_ABOUT THIS TASK_
Without leaving out a single line, copy the records exactly.

### STORED DATA ###

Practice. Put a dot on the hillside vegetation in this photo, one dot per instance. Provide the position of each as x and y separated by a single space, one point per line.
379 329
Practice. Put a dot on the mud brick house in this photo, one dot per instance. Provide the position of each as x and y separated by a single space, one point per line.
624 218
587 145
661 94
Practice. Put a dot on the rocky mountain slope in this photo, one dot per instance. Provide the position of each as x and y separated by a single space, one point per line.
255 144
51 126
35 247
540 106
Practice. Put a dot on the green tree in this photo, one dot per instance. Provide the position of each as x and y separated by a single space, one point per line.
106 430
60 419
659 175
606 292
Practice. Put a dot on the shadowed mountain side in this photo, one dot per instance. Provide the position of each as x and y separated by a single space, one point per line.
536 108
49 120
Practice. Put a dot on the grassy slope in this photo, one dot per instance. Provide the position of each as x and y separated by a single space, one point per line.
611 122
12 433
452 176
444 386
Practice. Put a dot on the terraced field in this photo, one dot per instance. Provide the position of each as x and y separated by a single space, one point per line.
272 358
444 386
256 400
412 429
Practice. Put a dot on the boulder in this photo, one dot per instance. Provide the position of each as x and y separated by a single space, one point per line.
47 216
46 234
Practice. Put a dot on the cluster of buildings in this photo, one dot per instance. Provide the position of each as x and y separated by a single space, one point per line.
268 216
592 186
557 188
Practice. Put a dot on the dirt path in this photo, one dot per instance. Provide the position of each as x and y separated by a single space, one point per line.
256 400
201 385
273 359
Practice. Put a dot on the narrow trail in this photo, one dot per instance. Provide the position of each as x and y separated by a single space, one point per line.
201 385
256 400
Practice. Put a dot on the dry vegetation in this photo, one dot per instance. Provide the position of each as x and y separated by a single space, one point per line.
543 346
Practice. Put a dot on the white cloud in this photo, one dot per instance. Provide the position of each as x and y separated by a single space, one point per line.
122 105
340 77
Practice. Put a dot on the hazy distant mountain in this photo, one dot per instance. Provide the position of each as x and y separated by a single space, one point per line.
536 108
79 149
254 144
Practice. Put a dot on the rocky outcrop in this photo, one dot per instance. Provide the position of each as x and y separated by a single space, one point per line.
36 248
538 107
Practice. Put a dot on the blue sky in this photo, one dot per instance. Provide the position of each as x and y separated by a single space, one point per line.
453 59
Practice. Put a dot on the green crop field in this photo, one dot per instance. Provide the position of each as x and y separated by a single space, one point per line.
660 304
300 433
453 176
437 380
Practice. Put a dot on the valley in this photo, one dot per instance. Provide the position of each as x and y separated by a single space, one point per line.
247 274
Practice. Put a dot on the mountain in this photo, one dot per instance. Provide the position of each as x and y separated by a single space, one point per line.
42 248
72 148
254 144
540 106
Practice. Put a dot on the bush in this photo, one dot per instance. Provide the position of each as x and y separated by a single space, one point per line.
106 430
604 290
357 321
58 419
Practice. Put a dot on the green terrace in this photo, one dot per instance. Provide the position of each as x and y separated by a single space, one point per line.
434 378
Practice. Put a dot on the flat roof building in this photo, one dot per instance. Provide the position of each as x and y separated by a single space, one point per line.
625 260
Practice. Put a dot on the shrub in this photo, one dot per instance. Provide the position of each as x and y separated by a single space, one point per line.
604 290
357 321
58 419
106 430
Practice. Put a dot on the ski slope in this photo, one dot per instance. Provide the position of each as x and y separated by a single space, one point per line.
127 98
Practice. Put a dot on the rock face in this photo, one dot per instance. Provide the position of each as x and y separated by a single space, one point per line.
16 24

###

_REPLY TO THE TASK_
Practice. Put a dot on the hillside vegetation in this photo, one dot per instance. Provide the position of each as x and y separated by a single space, one point per line.
379 329
Practice. Put a dot on the mud brick house in this photo, one dot per instance. Provide the position of each as x and y separated by a single space, one point per line.
624 218
587 145
661 94
Practice. Put a dot on the rocky mountain slope in this photo, one dot per instance. Provide the position of each as x and y separated by a single space, one point per line.
255 144
51 126
35 247
540 106
Practice. Put a dot on the green tree in this photo, one dot per instance. Provide the position of each as x and y separated by a single space, one point per line.
106 430
60 419
659 175
606 292
Practice. Put a dot on the shadowed mountain side in this photo, one dot per instance. Provide the position of each as x and y separated by a single space, one point per line.
536 108
49 120
Practice. Put a dot on the grassy slope in this photo, one dot per instance. Provide the position of each as x and y separated by a single space, one point per line.
611 122
12 433
452 176
444 386
Practice. Put a dot on the terraced field in this photo, one dot per instance. Provide the position of each as x and y separated by a single space, one point per line.
272 358
444 386
256 400
412 429
Practice. Put a dot on the boulder in this photo, one dot per instance. Provide the position of each as x and y separated by a single space, one point per line.
47 216
46 234
Practice. Put a dot on the cluster of buildings in this photo, one dot per instance. Provide the position of each as x and y separated by a single space, one point per line.
268 216
592 186
557 188
Practice. Put a dot on the dirt path in this photo, one dot per instance. Provide the position of each as x and y separated by a single space, one point per line.
256 400
201 385
273 359
Practice. Put a dot on the narrow trail in this photo, one dot per instance. Provide the position of each as x and y separated by a single space, one point per line.
201 385
256 400
Practice. Put a dot on the dry vegetation in this photo, one dot per instance. Provide the position of each as x and y separated by a single space, one point per line.
543 346
Practice. Put a dot on the white cloud in this photo, one dot per instance. Provide the position of each as x and y separated by a single space, one point per line.
122 105
340 77
Practice. Put a dot on the hazy distant mountain in this photo, one dot per instance. Provide the position of each as x and y separated by a single space, one point per line.
536 108
79 149
254 144
Practice. Put a dot on the rocky outcrop in this photo, one dot per instance. Provide the position of each as x and y separated by a single space, one point per line.
36 248
538 107
Practice. Put a dot on the blue sky in this photo, one dot per instance. Provide the position of each as x and y separated by a single space, one point per line.
453 59
Practice. Put a dot on the green crop field in this photo, one dot per instance. Provide the position of each as x and y separated by a single space, one point per line.
660 304
300 433
453 176
437 380
Practice. Put a dot on the valley in this photo, one dot per instance. Provide the position of each as x and y separated by a single space, one point per line.
247 274
Practice. Put a dot on the mountain in this photo, one dot per instance. Provide the position of each as x and y separated by a single space, one point per line.
42 248
72 148
254 144
540 106
Practice. Put a dot on the bush in this photo, one dot per instance. Provide the position of each as x and y separated by a single space, one point per line.
106 430
604 290
357 321
58 419
Practice. Put a dot on the green terrace in this photo, one dot per instance. Provide the position of each as x and y separated by a single space, one point per line.
434 378
Practice. Put a dot on the flat roof building in this photo, one dot per instance. Provide the position of each as x and y separated by a single space, one point per line.
625 260
Practice. Put a dot on the shrub in this photo, one dot per instance. Provide the position of each as x and y separated by a single space, one point per line.
604 290
357 321
58 419
106 430
Practice. Put a dot on the ski slope in this photo, one dot per instance. Provide the position of each as x and y separated by a single space, one point per line.
127 98
Practice. Put a dot on the rock face in this photo, one dot per instance. Provide the position of each as x and y separated by a single space, one point per line.
16 24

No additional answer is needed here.